*Exercise instructions*
Write the next part of the passage about the tea-growing school, beginning right after its last sentence.

*Extract*
^^^^^^^^

The students of the tea-growing school have not only made great progress politically and ideologically, but have also rapidly increased their store of professional knowledge. They have gained both theoretical knowledge and the ability to do practical work. Before entering the school, they hardly knew anything about tea production. Now, they are proficient in the whole production process, including cultivation of tea shrubs, management of tea gardens, elimination of plant diseases and insect pests and the picking and preliminary processing of tea. Students enrolled in 1965 are now able to lake part in planning tea gardens, designing preliminary tea processing workshops and installing machinery. They are much more capable than graduates of the secondary tea-growing technical schools. The head of the present tea-growing school is a former tea plantation technician from a poor peasant family. Shortly after graduating in 1954 from the Central-South China Tea-Growing Technical School, he came to work in the tea plantation. He compares himself with the students of the present tea-growing school: He came with some book knowledge, but was not able to cultivate or process tea, design tea processing workshops or install machinery. It was only later, when he followed Chairman Mao’s teachings, took the road of integration with the workers and peasants, learnt honestly from them and made a new start in studying through practice, that he gradually mastered the skills required in tea production and other related skills. His real teachers were the workers and peasants. He often refers to his experience, telling everyone: “The workers and peasants are our parents. They are always our teachers. If we want to achieve some ability in serving the people, we must follow Chairman Mao’s teachings, take the workers and peasants as our teachers and take the road of integrating ourselves with them.”
Praising the students of this school, the local poor and lower-middle peasants say: “They are truly our students. Such youngsters are indeed practical and reliable and our minds can be at ease about them!” People in many places in the county often ask the school when it will enrol new students. Many poor and lower-middle peasants want to send their children to study there.

^^^^^^^^

*Data extract*
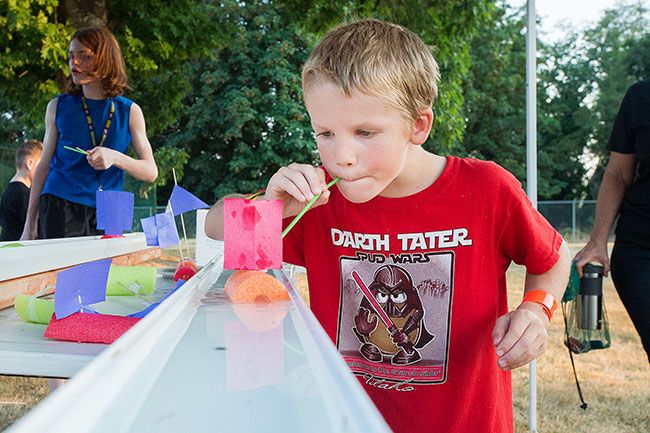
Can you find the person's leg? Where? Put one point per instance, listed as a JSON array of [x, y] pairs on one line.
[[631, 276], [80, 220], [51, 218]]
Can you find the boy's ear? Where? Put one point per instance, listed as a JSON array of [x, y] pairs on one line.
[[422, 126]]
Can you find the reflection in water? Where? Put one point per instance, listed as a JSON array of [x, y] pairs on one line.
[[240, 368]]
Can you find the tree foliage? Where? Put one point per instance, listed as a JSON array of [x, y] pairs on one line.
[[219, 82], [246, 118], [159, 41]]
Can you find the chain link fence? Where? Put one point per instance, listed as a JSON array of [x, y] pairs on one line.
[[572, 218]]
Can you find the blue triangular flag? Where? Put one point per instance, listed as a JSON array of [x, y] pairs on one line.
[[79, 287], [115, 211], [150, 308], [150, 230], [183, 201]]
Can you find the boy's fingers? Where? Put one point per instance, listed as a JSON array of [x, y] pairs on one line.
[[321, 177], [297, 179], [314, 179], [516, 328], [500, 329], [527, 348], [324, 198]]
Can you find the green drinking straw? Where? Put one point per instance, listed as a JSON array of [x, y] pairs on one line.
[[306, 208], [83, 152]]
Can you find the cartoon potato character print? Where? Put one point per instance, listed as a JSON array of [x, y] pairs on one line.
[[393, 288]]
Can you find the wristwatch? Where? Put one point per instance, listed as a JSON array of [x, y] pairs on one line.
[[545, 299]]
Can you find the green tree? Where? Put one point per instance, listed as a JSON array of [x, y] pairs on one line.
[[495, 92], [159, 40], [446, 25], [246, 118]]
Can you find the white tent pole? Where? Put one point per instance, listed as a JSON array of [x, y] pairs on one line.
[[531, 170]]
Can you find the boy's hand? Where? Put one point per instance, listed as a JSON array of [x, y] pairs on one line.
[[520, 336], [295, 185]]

^^^^^^^^

*Response to this exercise*
Chairman Mao teaches us: “The period of schooling should be shortened, education should be revolutionized, and the domination of our schools by bourgeois intellectuals should by no means be allowed to continue.”
Recently, Chairman Mao again penetratingly pointed out: “To accomplish the proletarian revolution in education, it is essential to have working class leadership; the masses of workers must take part in this revolution and, in co-operation with Liberation Army fighters, form a revolutionary three-in-one combination with the activists among the students, teachers and workers in schools and colleges, who are determined to carry the proletarian revolution in education through to the end. The workers’ propaganda teams should stay permanently in the schools and colleges, take part in all the tasks of struggle-criticism-transformation there and will always lead these institutions. In the countryside, schools and colleges should be managed by the poor and lower-middle peasants — the most reliable ally of the working class.”
The experience of the Wukou Part-Time Tea-Growing and Part-Time Study Middle School in Wuyuan County has proved the greatness and brilliance of these instructions from Chairman Mao. It has also proved that the establishment of such new-type schools integrating theory with practice — schools advocated by Chairman Mao — can completely be realized. A rising tide of revolution in education is coming throughout the country!